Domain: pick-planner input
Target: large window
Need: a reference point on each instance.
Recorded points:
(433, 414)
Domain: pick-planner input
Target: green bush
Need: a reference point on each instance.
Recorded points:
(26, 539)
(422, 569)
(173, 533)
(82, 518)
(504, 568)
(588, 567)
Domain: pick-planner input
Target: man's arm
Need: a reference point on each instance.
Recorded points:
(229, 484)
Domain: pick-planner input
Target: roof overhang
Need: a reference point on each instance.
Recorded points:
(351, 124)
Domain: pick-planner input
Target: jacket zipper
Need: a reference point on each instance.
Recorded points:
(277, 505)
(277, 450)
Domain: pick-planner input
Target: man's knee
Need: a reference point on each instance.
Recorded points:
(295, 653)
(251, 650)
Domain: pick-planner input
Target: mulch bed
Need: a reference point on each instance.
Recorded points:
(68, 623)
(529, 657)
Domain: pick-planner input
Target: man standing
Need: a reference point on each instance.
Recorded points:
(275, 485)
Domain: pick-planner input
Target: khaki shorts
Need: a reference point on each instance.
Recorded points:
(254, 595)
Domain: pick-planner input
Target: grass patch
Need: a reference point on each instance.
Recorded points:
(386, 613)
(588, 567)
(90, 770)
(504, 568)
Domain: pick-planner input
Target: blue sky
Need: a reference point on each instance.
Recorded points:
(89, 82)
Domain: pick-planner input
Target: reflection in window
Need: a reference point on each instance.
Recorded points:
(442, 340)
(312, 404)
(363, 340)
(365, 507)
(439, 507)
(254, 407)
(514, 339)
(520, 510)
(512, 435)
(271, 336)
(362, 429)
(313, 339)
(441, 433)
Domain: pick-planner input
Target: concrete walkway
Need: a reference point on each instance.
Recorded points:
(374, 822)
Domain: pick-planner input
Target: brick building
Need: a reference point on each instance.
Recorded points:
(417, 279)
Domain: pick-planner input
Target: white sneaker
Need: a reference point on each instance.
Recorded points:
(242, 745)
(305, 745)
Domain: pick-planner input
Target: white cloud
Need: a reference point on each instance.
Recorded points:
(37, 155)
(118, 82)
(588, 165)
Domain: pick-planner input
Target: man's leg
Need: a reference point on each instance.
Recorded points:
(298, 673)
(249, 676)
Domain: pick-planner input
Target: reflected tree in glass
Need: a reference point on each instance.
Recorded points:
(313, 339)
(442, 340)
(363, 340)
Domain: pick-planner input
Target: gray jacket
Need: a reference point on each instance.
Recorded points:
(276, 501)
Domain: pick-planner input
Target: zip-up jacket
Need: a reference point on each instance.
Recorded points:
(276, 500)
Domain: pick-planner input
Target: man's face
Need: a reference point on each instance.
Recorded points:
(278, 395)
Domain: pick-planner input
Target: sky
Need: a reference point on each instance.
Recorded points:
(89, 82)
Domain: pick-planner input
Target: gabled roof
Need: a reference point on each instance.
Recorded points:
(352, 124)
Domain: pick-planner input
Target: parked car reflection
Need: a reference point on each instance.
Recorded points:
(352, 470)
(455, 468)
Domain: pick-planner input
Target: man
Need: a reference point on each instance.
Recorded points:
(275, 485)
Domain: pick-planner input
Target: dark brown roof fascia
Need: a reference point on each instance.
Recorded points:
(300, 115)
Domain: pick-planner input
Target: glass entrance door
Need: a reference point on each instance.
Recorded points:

## Aim
Please quote every record above exactly as it appears.

## Correct response
Domain: pick-planner input
Target: large window
Need: a reference point on each instance.
Recorded points:
(433, 414)
Domain: pick-planner input
Target: green bush
Need: a reference point on each instance.
Recorded points:
(26, 539)
(422, 569)
(173, 533)
(82, 518)
(504, 568)
(588, 567)
Domain: pick-planner input
Target: man's arm
Need: a reference point on each instance.
Recorded points:
(229, 484)
Domain: pick-planner input
Target: roof overhang
Need: a reference point on each instance.
Recorded points:
(351, 124)
Domain: pick-planner input
Target: jacket zipper
Need: a reference point on each instance.
Recorded points:
(277, 505)
(277, 450)
Domain: pick-planner input
Target: man's knee
Need: a reference point on each instance.
Recorded points:
(295, 653)
(251, 650)
Domain: pick-planner input
Target: mulch bed
Need: a reference point on each instance.
Recorded points:
(68, 623)
(529, 657)
Domain: pick-planner input
Target: man standing
Need: a reference point on each instance.
Recorded points:
(275, 485)
Domain: pick-planner input
Target: khaki shorts
Need: a reference point on each instance.
Recorded points:
(254, 595)
Domain: pick-planner input
Target: grass patch
Need: a reference point on each instance.
Recorded points:
(386, 613)
(588, 567)
(90, 770)
(504, 568)
Domain: pick-planner input
Target: blue sky
Need: a reference point on each instance.
Recorded points:
(89, 82)
Domain: pick-planner input
Target: reflection in window
Need: a reference point on each instance.
Recorded points:
(442, 340)
(312, 404)
(363, 340)
(365, 507)
(439, 507)
(254, 407)
(514, 339)
(520, 510)
(512, 435)
(271, 336)
(362, 429)
(313, 339)
(441, 433)
Domain: pick-planner input
Target: concrete walkway
Need: a reference point on each instance.
Recorded points:
(374, 822)
Domain: pick-planner input
Target: brick building
Need: a reference point on each instance.
Recorded points:
(417, 279)
Domain: pick-planner input
Target: white sneaker
Need: a reference point on each instance.
Recorded points:
(242, 745)
(305, 745)
Domain: pick-planner input
Target: white cloud
Need: a reference point on each instance.
Recorded points:
(37, 155)
(118, 82)
(588, 165)
Domain: pick-planner input
Target: man's leg
Need: a reference point on each instance.
Recorded points:
(298, 673)
(249, 676)
Domain: pick-planner input
Target: reflected tree in glass
Need: a reference point on each instance.
Recorded points:
(313, 339)
(442, 340)
(363, 340)
Domain: pick-planner input
Target: gray jacket
Need: a reference point on each instance.
Recorded points:
(276, 501)
Domain: pick-planner input
Target: zip-up jacket
Need: a reference point on each instance.
Recorded points:
(276, 500)
Domain: pick-planner input
Target: man's face
Need: a reference point on each instance.
Recorded points:
(278, 395)
Domain: pick-planner input
Target: sky
Need: a reference point on each instance.
Recorded points:
(89, 82)
Domain: pick-planner input
Target: gabled roof
Need: a reference point on each instance.
Recorded points:
(352, 124)
Domain: pick-planner input
Target: parked car reflection
Need: a reference point on each instance.
Recorded points:
(352, 470)
(455, 468)
Domain: pick-planner input
Target: man
Need: a reference point on each instance.
Recorded points:
(275, 485)
Domain: pick-planner input
Target: dark brown roof fascia
Need: a reference point on each instance.
Recorded points:
(300, 115)
Domain: pick-planner input
Target: glass entrance door
Need: a reference point on each instance.
Recorded points:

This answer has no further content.